Start Page

NewsBob Allen  |  November 21, 2013

By Bob Allen

Egalitarian couples “preach a false gospel” by viewing men and women as equal partners in marriage, the Southern Baptist Convention’s top expert on family concerns says in an interview posted on his agency’s website.

“God designed us in such a way where we learn about him through family relationships,” Ethics and Religious Liberty Commission President Russell Moore said in a wide-ranging interview with Mark Dever of 9Marks Ministries in Washington, D.C. “We learn about the nature of reality in family relationships, and in terms of what it means to image God, by being faithful fathers and husbands and mothers and wives.”

“Often, I think, the gospel is obscured because God has designed a picture of the gospel in the one-flesh union of husband and wife,” Moore said of his long association with the Council on Biblical Manhood and Womanhood in Louisville, Ky. “When that is broken down, you have a false gospel that is being preached.”

End Page

Task brief: Continue the news article on Russell Moore's remarks about egalitarian marriage, picking up after its final sentence. The records are drawn from a separate source.

Start Records provided

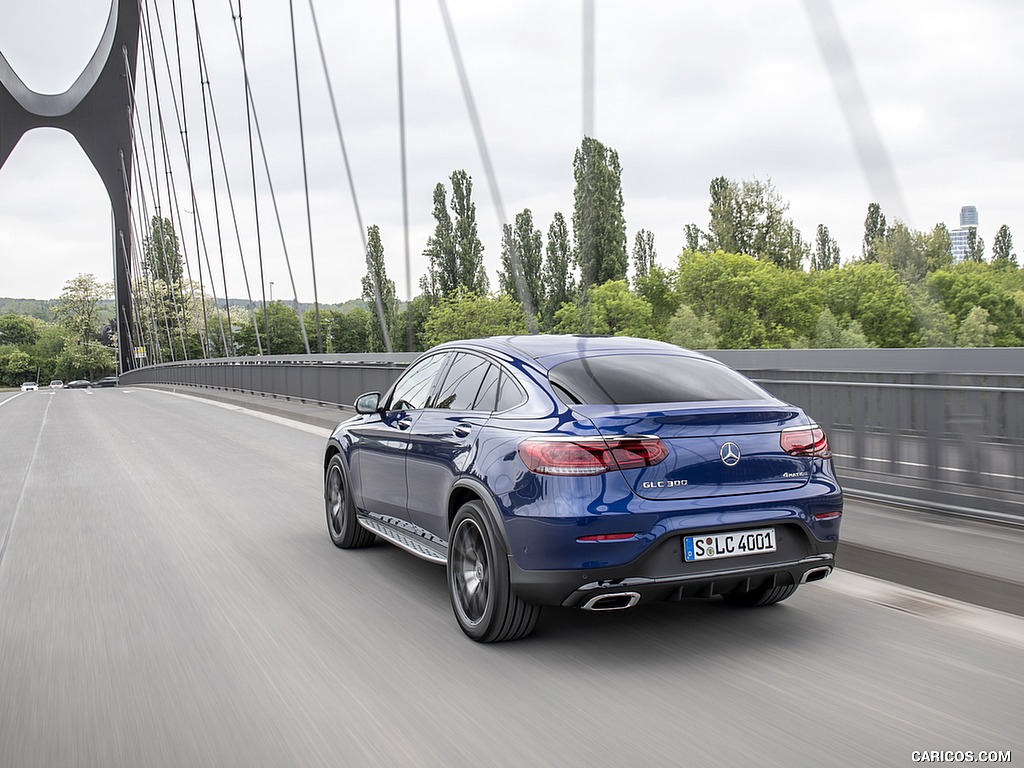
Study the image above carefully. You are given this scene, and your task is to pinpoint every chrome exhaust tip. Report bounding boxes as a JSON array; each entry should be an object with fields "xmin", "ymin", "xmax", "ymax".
[
  {"xmin": 580, "ymin": 592, "xmax": 640, "ymax": 610},
  {"xmin": 800, "ymin": 565, "xmax": 831, "ymax": 584}
]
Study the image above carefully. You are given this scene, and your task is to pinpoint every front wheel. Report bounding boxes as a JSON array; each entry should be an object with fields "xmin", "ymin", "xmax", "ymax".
[
  {"xmin": 722, "ymin": 584, "xmax": 797, "ymax": 608},
  {"xmin": 447, "ymin": 501, "xmax": 541, "ymax": 643},
  {"xmin": 324, "ymin": 454, "xmax": 375, "ymax": 549}
]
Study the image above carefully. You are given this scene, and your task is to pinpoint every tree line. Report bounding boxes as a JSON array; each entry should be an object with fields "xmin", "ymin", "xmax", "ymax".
[{"xmin": 0, "ymin": 137, "xmax": 1024, "ymax": 385}]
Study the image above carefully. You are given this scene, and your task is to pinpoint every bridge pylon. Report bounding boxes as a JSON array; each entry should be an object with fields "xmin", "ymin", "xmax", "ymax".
[{"xmin": 0, "ymin": 0, "xmax": 139, "ymax": 371}]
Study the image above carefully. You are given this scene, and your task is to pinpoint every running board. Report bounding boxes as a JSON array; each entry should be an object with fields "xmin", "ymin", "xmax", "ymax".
[{"xmin": 356, "ymin": 515, "xmax": 447, "ymax": 565}]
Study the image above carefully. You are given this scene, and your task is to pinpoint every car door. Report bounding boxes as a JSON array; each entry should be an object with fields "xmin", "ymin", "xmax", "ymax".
[
  {"xmin": 406, "ymin": 352, "xmax": 501, "ymax": 540},
  {"xmin": 351, "ymin": 352, "xmax": 447, "ymax": 520}
]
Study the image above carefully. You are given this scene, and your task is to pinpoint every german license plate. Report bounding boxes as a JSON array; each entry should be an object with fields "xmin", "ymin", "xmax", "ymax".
[{"xmin": 683, "ymin": 528, "xmax": 775, "ymax": 562}]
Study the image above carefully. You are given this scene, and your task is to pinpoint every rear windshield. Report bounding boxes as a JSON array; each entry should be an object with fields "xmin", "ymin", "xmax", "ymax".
[{"xmin": 548, "ymin": 354, "xmax": 770, "ymax": 406}]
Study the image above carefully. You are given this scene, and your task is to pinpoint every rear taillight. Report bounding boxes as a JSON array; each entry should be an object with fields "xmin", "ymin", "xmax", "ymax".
[
  {"xmin": 779, "ymin": 425, "xmax": 831, "ymax": 459},
  {"xmin": 519, "ymin": 436, "xmax": 669, "ymax": 477}
]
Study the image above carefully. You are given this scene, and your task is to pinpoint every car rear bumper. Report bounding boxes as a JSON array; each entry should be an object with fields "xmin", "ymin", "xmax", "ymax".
[{"xmin": 509, "ymin": 545, "xmax": 836, "ymax": 610}]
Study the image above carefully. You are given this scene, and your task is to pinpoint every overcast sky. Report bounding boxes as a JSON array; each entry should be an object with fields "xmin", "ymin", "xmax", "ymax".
[{"xmin": 0, "ymin": 0, "xmax": 1024, "ymax": 302}]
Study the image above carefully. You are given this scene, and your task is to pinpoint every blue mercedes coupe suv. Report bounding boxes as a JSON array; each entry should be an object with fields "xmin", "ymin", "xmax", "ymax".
[{"xmin": 324, "ymin": 335, "xmax": 843, "ymax": 642}]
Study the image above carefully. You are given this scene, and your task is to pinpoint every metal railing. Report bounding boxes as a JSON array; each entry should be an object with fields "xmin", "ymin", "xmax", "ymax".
[{"xmin": 121, "ymin": 348, "xmax": 1024, "ymax": 524}]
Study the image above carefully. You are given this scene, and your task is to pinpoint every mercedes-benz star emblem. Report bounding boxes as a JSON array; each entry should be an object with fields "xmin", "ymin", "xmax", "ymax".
[{"xmin": 718, "ymin": 442, "xmax": 739, "ymax": 467}]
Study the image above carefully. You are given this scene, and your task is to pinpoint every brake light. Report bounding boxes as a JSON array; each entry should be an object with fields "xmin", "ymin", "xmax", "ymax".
[
  {"xmin": 519, "ymin": 436, "xmax": 669, "ymax": 477},
  {"xmin": 779, "ymin": 424, "xmax": 831, "ymax": 459}
]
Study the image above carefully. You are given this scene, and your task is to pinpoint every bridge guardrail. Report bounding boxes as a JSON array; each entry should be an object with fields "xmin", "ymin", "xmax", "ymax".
[{"xmin": 121, "ymin": 349, "xmax": 1024, "ymax": 524}]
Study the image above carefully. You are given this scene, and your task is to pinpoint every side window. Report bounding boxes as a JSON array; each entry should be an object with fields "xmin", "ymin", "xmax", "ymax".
[
  {"xmin": 495, "ymin": 371, "xmax": 526, "ymax": 412},
  {"xmin": 433, "ymin": 352, "xmax": 490, "ymax": 411},
  {"xmin": 473, "ymin": 366, "xmax": 502, "ymax": 414},
  {"xmin": 388, "ymin": 354, "xmax": 447, "ymax": 411}
]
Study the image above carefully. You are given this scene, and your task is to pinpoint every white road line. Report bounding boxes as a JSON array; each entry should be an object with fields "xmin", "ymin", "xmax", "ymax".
[
  {"xmin": 815, "ymin": 568, "xmax": 1024, "ymax": 648},
  {"xmin": 140, "ymin": 389, "xmax": 329, "ymax": 437}
]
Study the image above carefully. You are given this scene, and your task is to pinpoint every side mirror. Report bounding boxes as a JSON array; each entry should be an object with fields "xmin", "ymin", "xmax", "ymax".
[{"xmin": 355, "ymin": 392, "xmax": 381, "ymax": 414}]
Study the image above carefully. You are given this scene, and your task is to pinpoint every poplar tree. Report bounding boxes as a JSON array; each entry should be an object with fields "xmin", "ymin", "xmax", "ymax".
[{"xmin": 572, "ymin": 136, "xmax": 629, "ymax": 296}]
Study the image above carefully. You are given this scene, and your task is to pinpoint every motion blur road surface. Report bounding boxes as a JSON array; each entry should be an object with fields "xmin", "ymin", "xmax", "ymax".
[{"xmin": 0, "ymin": 388, "xmax": 1024, "ymax": 768}]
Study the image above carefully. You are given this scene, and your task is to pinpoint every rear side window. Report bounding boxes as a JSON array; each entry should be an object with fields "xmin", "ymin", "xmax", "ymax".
[
  {"xmin": 433, "ymin": 352, "xmax": 490, "ymax": 411},
  {"xmin": 388, "ymin": 354, "xmax": 447, "ymax": 411},
  {"xmin": 548, "ymin": 354, "xmax": 770, "ymax": 406}
]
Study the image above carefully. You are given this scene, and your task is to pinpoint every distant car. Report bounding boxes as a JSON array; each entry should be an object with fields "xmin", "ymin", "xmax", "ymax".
[{"xmin": 324, "ymin": 336, "xmax": 843, "ymax": 642}]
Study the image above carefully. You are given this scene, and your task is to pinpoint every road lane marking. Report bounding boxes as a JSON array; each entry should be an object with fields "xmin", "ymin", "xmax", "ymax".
[
  {"xmin": 0, "ymin": 393, "xmax": 53, "ymax": 574},
  {"xmin": 816, "ymin": 568, "xmax": 1024, "ymax": 648},
  {"xmin": 139, "ymin": 389, "xmax": 331, "ymax": 438}
]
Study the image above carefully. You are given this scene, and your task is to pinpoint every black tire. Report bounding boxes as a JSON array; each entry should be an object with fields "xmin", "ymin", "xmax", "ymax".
[
  {"xmin": 447, "ymin": 501, "xmax": 541, "ymax": 643},
  {"xmin": 324, "ymin": 454, "xmax": 375, "ymax": 549},
  {"xmin": 722, "ymin": 584, "xmax": 797, "ymax": 608}
]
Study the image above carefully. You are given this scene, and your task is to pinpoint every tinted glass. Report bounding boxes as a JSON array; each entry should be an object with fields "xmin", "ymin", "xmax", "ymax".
[
  {"xmin": 495, "ymin": 371, "xmax": 526, "ymax": 412},
  {"xmin": 549, "ymin": 354, "xmax": 769, "ymax": 406},
  {"xmin": 433, "ymin": 352, "xmax": 490, "ymax": 411},
  {"xmin": 388, "ymin": 354, "xmax": 447, "ymax": 411},
  {"xmin": 473, "ymin": 366, "xmax": 501, "ymax": 413}
]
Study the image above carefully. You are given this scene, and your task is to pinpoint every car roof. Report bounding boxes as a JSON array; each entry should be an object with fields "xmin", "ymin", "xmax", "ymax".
[{"xmin": 437, "ymin": 334, "xmax": 712, "ymax": 369}]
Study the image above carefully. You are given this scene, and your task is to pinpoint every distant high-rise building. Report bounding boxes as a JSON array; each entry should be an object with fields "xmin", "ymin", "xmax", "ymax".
[{"xmin": 949, "ymin": 206, "xmax": 978, "ymax": 264}]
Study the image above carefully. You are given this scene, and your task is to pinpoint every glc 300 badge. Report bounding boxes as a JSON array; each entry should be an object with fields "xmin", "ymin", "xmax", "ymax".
[{"xmin": 718, "ymin": 442, "xmax": 739, "ymax": 467}]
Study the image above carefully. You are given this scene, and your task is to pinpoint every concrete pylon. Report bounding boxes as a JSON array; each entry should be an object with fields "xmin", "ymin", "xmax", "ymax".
[{"xmin": 0, "ymin": 0, "xmax": 139, "ymax": 371}]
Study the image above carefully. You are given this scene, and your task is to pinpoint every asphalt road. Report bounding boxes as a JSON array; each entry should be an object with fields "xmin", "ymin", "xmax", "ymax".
[{"xmin": 0, "ymin": 389, "xmax": 1024, "ymax": 768}]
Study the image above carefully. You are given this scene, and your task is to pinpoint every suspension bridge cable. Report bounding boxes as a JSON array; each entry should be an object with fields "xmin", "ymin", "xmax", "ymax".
[
  {"xmin": 193, "ymin": 13, "xmax": 236, "ymax": 357},
  {"xmin": 309, "ymin": 0, "xmax": 392, "ymax": 352},
  {"xmin": 173, "ymin": 2, "xmax": 212, "ymax": 357},
  {"xmin": 227, "ymin": 12, "xmax": 310, "ymax": 354},
  {"xmin": 147, "ymin": 3, "xmax": 209, "ymax": 357},
  {"xmin": 227, "ymin": 0, "xmax": 270, "ymax": 354},
  {"xmin": 394, "ymin": 0, "xmax": 416, "ymax": 352},
  {"xmin": 437, "ymin": 0, "xmax": 538, "ymax": 334},
  {"xmin": 288, "ymin": 0, "xmax": 321, "ymax": 354},
  {"xmin": 139, "ymin": 0, "xmax": 188, "ymax": 360},
  {"xmin": 124, "ymin": 47, "xmax": 176, "ymax": 361},
  {"xmin": 193, "ymin": 31, "xmax": 263, "ymax": 354}
]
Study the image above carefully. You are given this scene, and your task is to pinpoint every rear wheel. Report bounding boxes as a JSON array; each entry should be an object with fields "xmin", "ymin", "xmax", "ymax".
[
  {"xmin": 447, "ymin": 501, "xmax": 541, "ymax": 643},
  {"xmin": 324, "ymin": 454, "xmax": 374, "ymax": 549},
  {"xmin": 722, "ymin": 584, "xmax": 797, "ymax": 608}
]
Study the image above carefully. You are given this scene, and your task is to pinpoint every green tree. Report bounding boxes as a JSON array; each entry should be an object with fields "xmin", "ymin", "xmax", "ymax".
[
  {"xmin": 498, "ymin": 208, "xmax": 545, "ymax": 314},
  {"xmin": 956, "ymin": 306, "xmax": 996, "ymax": 347},
  {"xmin": 322, "ymin": 307, "xmax": 372, "ymax": 353},
  {"xmin": 362, "ymin": 224, "xmax": 400, "ymax": 352},
  {"xmin": 452, "ymin": 171, "xmax": 487, "ymax": 296},
  {"xmin": 992, "ymin": 224, "xmax": 1017, "ymax": 267},
  {"xmin": 633, "ymin": 229, "xmax": 657, "ymax": 279},
  {"xmin": 876, "ymin": 219, "xmax": 928, "ymax": 284},
  {"xmin": 964, "ymin": 226, "xmax": 985, "ymax": 264},
  {"xmin": 142, "ymin": 216, "xmax": 184, "ymax": 286},
  {"xmin": 666, "ymin": 304, "xmax": 718, "ymax": 349},
  {"xmin": 588, "ymin": 280, "xmax": 654, "ymax": 339},
  {"xmin": 423, "ymin": 293, "xmax": 526, "ymax": 347},
  {"xmin": 542, "ymin": 212, "xmax": 575, "ymax": 331},
  {"xmin": 813, "ymin": 261, "xmax": 915, "ymax": 347},
  {"xmin": 813, "ymin": 307, "xmax": 873, "ymax": 349},
  {"xmin": 860, "ymin": 203, "xmax": 887, "ymax": 264},
  {"xmin": 913, "ymin": 222, "xmax": 953, "ymax": 272},
  {"xmin": 572, "ymin": 136, "xmax": 629, "ymax": 294},
  {"xmin": 0, "ymin": 314, "xmax": 39, "ymax": 346},
  {"xmin": 811, "ymin": 224, "xmax": 840, "ymax": 269},
  {"xmin": 928, "ymin": 261, "xmax": 1024, "ymax": 346},
  {"xmin": 53, "ymin": 274, "xmax": 114, "ymax": 348},
  {"xmin": 421, "ymin": 181, "xmax": 459, "ymax": 299},
  {"xmin": 234, "ymin": 301, "xmax": 306, "ymax": 354},
  {"xmin": 676, "ymin": 251, "xmax": 819, "ymax": 349}
]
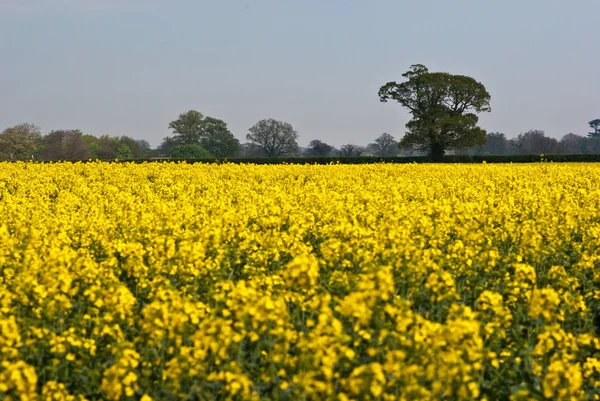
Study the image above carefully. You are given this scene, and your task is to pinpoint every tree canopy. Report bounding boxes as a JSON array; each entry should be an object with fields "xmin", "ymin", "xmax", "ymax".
[
  {"xmin": 367, "ymin": 132, "xmax": 398, "ymax": 157},
  {"xmin": 379, "ymin": 64, "xmax": 491, "ymax": 160},
  {"xmin": 169, "ymin": 110, "xmax": 240, "ymax": 157},
  {"xmin": 588, "ymin": 118, "xmax": 600, "ymax": 138},
  {"xmin": 171, "ymin": 145, "xmax": 213, "ymax": 159},
  {"xmin": 306, "ymin": 139, "xmax": 335, "ymax": 157},
  {"xmin": 246, "ymin": 118, "xmax": 298, "ymax": 157},
  {"xmin": 0, "ymin": 123, "xmax": 41, "ymax": 160}
]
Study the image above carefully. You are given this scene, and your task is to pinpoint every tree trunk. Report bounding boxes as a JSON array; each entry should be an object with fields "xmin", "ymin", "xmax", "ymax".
[{"xmin": 431, "ymin": 142, "xmax": 446, "ymax": 162}]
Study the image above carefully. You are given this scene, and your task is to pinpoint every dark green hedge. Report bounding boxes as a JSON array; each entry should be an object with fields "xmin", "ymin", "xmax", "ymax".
[
  {"xmin": 118, "ymin": 154, "xmax": 600, "ymax": 164},
  {"xmin": 12, "ymin": 154, "xmax": 600, "ymax": 164}
]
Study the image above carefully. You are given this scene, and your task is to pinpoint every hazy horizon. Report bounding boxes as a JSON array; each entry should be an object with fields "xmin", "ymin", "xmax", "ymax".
[{"xmin": 0, "ymin": 0, "xmax": 600, "ymax": 146}]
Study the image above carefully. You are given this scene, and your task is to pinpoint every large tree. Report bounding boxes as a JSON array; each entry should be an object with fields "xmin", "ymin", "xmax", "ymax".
[
  {"xmin": 246, "ymin": 118, "xmax": 298, "ymax": 157},
  {"xmin": 165, "ymin": 110, "xmax": 240, "ymax": 157},
  {"xmin": 169, "ymin": 110, "xmax": 204, "ymax": 145},
  {"xmin": 0, "ymin": 123, "xmax": 41, "ymax": 160},
  {"xmin": 556, "ymin": 132, "xmax": 591, "ymax": 153},
  {"xmin": 200, "ymin": 117, "xmax": 240, "ymax": 157},
  {"xmin": 588, "ymin": 118, "xmax": 600, "ymax": 138},
  {"xmin": 42, "ymin": 130, "xmax": 92, "ymax": 160},
  {"xmin": 367, "ymin": 132, "xmax": 398, "ymax": 157},
  {"xmin": 339, "ymin": 143, "xmax": 365, "ymax": 157},
  {"xmin": 379, "ymin": 64, "xmax": 490, "ymax": 160},
  {"xmin": 306, "ymin": 139, "xmax": 335, "ymax": 157}
]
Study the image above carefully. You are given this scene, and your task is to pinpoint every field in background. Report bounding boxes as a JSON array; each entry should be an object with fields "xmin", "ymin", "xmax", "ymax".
[{"xmin": 0, "ymin": 163, "xmax": 600, "ymax": 401}]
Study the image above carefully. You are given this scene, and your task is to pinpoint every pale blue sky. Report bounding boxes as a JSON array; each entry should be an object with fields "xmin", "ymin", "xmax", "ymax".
[{"xmin": 0, "ymin": 0, "xmax": 600, "ymax": 146}]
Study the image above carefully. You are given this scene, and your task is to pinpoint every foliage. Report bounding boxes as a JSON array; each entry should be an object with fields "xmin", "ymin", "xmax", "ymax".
[
  {"xmin": 509, "ymin": 130, "xmax": 558, "ymax": 154},
  {"xmin": 40, "ymin": 130, "xmax": 92, "ymax": 160},
  {"xmin": 171, "ymin": 145, "xmax": 213, "ymax": 159},
  {"xmin": 0, "ymin": 162, "xmax": 600, "ymax": 401},
  {"xmin": 588, "ymin": 118, "xmax": 600, "ymax": 138},
  {"xmin": 367, "ymin": 132, "xmax": 398, "ymax": 157},
  {"xmin": 200, "ymin": 117, "xmax": 240, "ymax": 157},
  {"xmin": 117, "ymin": 144, "xmax": 134, "ymax": 160},
  {"xmin": 169, "ymin": 110, "xmax": 204, "ymax": 145},
  {"xmin": 379, "ymin": 64, "xmax": 490, "ymax": 160},
  {"xmin": 0, "ymin": 123, "xmax": 41, "ymax": 160},
  {"xmin": 246, "ymin": 118, "xmax": 298, "ymax": 157},
  {"xmin": 169, "ymin": 110, "xmax": 240, "ymax": 157},
  {"xmin": 338, "ymin": 143, "xmax": 365, "ymax": 157},
  {"xmin": 305, "ymin": 139, "xmax": 335, "ymax": 157}
]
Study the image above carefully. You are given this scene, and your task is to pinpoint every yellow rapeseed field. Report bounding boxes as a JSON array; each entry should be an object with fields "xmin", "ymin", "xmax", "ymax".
[{"xmin": 0, "ymin": 162, "xmax": 600, "ymax": 401}]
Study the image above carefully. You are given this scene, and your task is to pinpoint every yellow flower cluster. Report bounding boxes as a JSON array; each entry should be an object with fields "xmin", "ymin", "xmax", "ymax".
[{"xmin": 0, "ymin": 162, "xmax": 600, "ymax": 401}]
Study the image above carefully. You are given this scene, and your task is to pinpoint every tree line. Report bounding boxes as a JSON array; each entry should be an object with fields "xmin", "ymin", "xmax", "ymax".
[{"xmin": 0, "ymin": 64, "xmax": 600, "ymax": 160}]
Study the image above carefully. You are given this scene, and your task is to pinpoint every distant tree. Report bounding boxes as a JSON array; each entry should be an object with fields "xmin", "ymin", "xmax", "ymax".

End Records provided

Output of the task:
russell moore mug“And sometimes you have people who are preaching a false gospel to themselves in their homes by men who aren’t loving their wives as themselves and wives who aren’t submitting to their husbands,” he said. “That then plays itself out in other ways later on in that person’s walk with Christ.”

Looking back on covering meetings of the Cooperative Baptist Fellowship as a Baptist Press correspondent years ago, Moore said he slipped into the temptation to “fight Satan with Satan.”

“I remember when I was a doctoral student I was assigned to be a reporter at a liberal Baptist meeting that was happening, a splinter group from my denomination,” Moore said. “And I went, and when I was there I found some things going on.”

“They were promoting same-sex civil unions and those sorts of theological aberrations that would not have been received well even in their own, at least older, constituencies,” he said. “I started reporting on that, and it created a great deal of tumult within that group, even while I was there.”

“Everything I said was true, and everything I said was accurate, but it was very spiritually dangerous to me because as people started saying, ‘You’re lying, This isn’t true,’ I knew what I was saying was true, but it became an issue where I was on a mission to accuse,” he said.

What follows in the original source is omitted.